■ What is required
Which lines in the items below contain the string "grille"? Pull out every one of them, treating uppercase and lowercase as different.

-- Entries start --

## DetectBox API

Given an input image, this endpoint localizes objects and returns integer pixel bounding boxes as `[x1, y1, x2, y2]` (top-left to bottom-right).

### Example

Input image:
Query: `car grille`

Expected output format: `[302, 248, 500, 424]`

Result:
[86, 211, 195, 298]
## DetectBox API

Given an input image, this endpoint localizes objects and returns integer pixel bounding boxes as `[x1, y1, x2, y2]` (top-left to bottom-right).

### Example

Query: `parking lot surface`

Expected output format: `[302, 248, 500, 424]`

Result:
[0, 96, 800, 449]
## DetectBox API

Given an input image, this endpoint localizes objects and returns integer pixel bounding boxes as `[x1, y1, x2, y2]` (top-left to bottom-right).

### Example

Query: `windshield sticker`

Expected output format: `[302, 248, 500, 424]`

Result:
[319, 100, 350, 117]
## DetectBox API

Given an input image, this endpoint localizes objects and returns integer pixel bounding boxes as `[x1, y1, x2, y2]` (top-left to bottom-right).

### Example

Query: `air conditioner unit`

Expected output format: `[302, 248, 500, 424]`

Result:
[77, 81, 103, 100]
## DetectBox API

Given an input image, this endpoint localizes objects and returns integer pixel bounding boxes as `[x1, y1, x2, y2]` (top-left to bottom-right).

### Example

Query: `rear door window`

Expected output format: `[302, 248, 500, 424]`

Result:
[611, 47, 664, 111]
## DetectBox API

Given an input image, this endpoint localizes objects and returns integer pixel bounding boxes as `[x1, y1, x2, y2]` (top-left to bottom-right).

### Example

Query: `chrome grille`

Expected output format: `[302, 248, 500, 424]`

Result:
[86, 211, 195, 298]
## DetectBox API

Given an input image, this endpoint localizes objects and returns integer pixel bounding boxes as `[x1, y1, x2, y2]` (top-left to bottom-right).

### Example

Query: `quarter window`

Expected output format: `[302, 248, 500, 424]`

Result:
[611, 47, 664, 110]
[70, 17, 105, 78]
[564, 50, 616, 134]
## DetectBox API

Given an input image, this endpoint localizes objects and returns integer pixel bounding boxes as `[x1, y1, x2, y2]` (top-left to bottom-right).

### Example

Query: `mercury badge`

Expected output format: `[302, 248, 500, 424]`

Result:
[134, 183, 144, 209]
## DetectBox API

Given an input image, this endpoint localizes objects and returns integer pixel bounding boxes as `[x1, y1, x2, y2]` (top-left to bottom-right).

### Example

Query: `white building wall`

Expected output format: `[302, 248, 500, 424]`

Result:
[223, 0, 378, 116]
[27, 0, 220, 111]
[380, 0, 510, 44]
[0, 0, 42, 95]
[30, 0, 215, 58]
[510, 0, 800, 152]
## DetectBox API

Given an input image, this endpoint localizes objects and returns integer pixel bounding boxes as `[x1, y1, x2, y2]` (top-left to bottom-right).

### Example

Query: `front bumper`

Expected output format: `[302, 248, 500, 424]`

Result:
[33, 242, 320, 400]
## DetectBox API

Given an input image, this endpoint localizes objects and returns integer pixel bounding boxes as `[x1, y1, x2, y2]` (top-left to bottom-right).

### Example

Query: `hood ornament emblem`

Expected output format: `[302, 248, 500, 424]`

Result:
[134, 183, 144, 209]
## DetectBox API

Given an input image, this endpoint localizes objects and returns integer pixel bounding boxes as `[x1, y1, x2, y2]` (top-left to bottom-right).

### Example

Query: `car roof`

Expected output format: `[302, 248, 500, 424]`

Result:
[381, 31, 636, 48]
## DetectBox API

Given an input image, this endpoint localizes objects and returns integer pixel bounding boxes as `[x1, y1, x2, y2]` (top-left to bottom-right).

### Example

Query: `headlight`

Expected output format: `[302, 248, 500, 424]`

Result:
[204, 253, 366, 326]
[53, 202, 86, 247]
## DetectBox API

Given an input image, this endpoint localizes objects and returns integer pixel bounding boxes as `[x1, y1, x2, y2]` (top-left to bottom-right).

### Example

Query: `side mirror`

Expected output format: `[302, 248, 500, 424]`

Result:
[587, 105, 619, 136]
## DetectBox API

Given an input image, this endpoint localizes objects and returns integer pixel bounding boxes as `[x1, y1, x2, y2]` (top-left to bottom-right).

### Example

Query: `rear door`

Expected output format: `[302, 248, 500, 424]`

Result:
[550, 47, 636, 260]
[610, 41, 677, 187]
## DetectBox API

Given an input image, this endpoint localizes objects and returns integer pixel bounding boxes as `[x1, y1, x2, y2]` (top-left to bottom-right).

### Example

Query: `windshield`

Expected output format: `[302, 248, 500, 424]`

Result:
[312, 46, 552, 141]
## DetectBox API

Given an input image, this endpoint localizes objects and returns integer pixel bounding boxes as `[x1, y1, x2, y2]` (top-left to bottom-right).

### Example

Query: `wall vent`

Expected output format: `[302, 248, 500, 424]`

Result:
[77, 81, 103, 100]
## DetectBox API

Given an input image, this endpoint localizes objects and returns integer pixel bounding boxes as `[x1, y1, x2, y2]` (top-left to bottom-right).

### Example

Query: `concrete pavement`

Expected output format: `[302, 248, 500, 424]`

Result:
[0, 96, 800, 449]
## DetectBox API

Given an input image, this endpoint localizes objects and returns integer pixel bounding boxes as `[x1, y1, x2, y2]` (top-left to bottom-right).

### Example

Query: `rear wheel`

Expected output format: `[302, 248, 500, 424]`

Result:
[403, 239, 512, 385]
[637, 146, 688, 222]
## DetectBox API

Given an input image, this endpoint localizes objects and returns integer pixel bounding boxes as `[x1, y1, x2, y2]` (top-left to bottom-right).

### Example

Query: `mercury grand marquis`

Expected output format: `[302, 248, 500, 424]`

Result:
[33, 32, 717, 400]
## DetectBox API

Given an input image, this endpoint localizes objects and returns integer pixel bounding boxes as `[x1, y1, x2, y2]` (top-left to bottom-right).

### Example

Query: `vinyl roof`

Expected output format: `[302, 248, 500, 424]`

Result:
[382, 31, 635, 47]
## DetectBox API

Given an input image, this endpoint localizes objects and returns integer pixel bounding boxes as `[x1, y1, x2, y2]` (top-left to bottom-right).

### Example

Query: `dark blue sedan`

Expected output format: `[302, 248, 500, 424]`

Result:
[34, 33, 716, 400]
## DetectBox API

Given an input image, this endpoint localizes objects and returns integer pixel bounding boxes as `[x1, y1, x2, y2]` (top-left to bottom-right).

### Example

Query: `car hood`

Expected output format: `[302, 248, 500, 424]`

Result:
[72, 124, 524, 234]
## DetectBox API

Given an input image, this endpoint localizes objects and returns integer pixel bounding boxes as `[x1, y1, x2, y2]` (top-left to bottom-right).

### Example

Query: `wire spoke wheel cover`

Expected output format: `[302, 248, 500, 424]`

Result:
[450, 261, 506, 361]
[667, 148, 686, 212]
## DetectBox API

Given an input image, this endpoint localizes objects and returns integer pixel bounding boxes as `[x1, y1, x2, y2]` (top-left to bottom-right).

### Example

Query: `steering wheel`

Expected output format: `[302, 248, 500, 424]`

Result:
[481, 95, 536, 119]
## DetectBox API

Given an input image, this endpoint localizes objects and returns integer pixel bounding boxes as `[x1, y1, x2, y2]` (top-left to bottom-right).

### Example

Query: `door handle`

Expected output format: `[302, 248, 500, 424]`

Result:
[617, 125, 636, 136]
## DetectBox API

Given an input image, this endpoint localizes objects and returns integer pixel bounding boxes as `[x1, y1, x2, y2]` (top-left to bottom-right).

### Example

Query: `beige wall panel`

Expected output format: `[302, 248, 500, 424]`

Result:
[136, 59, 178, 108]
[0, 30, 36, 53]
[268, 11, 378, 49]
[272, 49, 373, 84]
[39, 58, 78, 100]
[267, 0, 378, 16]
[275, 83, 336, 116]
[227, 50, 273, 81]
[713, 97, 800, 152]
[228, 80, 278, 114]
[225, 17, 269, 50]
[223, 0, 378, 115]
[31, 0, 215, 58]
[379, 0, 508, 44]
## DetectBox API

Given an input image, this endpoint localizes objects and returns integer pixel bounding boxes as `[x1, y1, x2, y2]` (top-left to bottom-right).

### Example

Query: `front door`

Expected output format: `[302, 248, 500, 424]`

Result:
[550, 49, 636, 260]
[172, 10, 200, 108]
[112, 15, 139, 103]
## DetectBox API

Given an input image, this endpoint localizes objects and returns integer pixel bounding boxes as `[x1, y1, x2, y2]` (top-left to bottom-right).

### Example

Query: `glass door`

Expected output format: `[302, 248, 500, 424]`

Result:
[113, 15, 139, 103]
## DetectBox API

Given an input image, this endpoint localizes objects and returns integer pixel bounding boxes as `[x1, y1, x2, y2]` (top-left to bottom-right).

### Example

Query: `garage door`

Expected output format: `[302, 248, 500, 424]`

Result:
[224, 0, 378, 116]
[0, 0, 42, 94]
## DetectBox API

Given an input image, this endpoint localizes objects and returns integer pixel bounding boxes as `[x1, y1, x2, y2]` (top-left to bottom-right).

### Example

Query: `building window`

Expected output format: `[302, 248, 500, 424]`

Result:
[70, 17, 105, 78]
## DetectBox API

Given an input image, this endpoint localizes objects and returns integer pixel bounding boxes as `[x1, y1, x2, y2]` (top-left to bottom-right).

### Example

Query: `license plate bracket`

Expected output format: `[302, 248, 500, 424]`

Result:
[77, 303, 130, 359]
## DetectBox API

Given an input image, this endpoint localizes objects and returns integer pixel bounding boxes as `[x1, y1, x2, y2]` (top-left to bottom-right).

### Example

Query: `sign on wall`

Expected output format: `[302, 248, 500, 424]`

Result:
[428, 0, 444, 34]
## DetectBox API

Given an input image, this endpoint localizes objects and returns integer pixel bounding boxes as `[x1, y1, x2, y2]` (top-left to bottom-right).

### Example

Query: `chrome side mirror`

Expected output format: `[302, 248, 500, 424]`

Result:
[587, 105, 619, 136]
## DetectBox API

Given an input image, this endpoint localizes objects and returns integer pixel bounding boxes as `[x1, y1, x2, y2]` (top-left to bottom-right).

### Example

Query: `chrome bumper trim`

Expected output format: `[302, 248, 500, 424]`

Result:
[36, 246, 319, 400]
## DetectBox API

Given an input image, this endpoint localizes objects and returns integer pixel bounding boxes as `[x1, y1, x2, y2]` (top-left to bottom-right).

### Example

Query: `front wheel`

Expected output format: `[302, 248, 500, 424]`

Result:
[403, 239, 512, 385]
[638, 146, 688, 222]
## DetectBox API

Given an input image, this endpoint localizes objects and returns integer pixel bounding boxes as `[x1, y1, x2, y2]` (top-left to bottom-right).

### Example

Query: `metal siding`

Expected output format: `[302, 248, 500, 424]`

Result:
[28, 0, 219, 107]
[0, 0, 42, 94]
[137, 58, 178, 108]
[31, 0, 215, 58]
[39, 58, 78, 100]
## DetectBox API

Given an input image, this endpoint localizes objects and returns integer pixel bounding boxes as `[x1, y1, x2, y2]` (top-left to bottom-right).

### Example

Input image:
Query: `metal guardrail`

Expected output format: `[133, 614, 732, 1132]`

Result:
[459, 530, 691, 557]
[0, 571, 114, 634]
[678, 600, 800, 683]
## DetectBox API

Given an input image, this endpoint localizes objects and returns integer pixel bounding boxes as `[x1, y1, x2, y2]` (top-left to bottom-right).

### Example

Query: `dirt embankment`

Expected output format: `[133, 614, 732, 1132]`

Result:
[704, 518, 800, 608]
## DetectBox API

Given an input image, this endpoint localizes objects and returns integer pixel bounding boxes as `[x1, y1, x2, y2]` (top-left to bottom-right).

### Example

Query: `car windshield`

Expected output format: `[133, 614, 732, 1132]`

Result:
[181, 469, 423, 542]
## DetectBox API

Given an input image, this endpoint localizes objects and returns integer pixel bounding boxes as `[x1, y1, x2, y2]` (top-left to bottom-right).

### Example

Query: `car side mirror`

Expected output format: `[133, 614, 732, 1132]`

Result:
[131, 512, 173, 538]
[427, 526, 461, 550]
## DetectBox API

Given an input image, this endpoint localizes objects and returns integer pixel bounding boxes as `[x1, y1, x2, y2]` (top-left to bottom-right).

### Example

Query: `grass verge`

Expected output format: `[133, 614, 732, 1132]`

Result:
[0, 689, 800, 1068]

-- Entries end --

■ The answer
Query: `car grille`
Query: `chrome grille`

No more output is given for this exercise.